# San Domenico



## Anthillmob74

its an abandoned restaurant off the A3 near Cobham.

has anyone any idea what its purpose is? its been closed for years and has a bit of a following thanks to a robert elms show. is it really secret service?

im not likely to go there in a million years so im not after info to get in or anything but for years this place has puzzled me as it seems to have been left untouched by the urbexers


----------



## Anthillmob74

sorry to ressurect, but this place intrigues me. has anyone been there at all? or know what im on about?


----------



## lilli

Didn't see this first time around .....

It used to be a restaurant but after a few near misses and possibly some accidents where people tried to turn onto oncoming traffic on the A3 it was closed. Apparently the owners asked for an access road to go through the grounds of the Hilton Hotel, but they refused and there its sat ever since, I think the owners had a desperate hope that they would be able to reopen one day!  

Up until 8 months or so ago there was always a car in the front and lights on inside with a guy using it as an office, but recently haven't seen much activity. Have always meant to pop in one day .... but that's the thing with things on dual carriageways, you don't tend to think of them till your passing at 70mph and then your usually on your way somewhere!!


----------



## Anthillmob74

there isnt much on google. forever intrigued.

#### Dataset content:
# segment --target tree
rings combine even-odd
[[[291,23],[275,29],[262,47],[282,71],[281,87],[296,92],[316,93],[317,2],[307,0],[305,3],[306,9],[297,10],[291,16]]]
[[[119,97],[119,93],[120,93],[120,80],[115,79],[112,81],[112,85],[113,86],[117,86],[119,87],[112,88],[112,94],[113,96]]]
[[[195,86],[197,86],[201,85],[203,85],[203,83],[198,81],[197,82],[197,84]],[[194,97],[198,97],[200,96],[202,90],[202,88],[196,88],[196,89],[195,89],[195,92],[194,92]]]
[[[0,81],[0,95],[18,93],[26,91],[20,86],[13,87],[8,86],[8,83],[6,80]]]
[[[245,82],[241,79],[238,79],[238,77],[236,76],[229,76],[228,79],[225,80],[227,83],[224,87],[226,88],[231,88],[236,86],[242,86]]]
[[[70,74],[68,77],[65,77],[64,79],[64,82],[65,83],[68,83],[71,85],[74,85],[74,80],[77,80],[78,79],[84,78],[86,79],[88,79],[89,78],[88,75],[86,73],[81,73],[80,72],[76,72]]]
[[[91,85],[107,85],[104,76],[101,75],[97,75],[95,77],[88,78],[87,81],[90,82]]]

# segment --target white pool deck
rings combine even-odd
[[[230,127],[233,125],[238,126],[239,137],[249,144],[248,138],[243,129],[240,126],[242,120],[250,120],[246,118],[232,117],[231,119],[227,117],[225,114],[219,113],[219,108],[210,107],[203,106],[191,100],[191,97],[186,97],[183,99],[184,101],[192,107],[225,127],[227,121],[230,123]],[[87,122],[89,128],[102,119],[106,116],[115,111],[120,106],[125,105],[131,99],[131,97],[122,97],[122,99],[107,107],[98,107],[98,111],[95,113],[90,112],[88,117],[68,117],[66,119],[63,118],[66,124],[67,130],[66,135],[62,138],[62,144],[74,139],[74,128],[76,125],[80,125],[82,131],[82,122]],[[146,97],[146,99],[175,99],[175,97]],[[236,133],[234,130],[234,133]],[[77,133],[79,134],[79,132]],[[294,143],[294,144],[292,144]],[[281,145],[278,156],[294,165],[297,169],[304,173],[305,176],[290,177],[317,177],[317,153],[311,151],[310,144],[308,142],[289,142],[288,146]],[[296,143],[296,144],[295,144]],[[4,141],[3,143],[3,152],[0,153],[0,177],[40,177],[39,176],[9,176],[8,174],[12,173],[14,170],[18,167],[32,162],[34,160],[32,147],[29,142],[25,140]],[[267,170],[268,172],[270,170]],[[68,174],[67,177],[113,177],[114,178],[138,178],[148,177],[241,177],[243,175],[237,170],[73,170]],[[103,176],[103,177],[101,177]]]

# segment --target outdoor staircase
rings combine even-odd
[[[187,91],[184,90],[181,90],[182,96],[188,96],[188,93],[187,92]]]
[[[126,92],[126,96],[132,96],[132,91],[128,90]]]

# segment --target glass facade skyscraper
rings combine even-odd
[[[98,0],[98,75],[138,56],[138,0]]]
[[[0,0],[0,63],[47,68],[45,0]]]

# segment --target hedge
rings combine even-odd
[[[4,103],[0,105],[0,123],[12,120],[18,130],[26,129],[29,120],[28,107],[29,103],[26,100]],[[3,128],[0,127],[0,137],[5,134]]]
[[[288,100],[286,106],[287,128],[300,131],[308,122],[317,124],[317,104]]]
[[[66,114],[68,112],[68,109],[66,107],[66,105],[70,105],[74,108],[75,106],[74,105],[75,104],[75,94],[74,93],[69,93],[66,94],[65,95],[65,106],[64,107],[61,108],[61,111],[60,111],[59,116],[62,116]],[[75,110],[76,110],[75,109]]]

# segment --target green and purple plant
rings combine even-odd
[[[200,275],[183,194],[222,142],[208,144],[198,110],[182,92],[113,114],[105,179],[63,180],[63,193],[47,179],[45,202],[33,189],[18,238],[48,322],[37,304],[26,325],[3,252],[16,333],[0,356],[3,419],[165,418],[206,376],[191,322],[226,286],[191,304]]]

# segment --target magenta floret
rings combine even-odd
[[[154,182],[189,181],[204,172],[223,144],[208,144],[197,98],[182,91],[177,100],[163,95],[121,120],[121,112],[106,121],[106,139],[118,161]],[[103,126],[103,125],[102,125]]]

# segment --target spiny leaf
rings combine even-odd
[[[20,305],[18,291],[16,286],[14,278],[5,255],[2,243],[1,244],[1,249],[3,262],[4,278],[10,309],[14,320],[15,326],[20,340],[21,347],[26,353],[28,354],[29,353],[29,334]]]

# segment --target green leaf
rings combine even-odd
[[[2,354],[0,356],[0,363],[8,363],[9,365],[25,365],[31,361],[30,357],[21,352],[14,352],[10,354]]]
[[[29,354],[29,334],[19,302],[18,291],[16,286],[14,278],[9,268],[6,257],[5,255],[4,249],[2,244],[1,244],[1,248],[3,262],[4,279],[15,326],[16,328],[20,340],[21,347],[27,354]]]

#### Exercise tasks:
[A] In the forum thread about San Domenico, which hotel refused the owners' request for an access road through its grounds?
[B] Return the passage of the San Domenico thread starting with "It used to be" and going on through "google. forever intrigued.".

#### Answers provided:
[A] The Hilton Hotel.

[B]
It used to be a restaurant but after a few near misses and possibly some accidents where people tried to turn onto oncoming traffic on the A3 it was closed. Apparently the owners asked for an access road to go through the grounds of the Hilton Hotel, but they refused and there its sat ever since, I think the owners had a desperate hope that they would be able to reopen one day!  

Up until 8 months or so ago there was always a car in the front and lights on inside with a guy using it as an office, but recently haven't seen much activity. Have always meant to pop in one day .... but that's the thing with things on dual carriageways, you don't tend to think of them till your passing at 70mph and then your usually on your way somewhere!!


----------



## Anthillmob74

there isnt much on google. forever intrigued.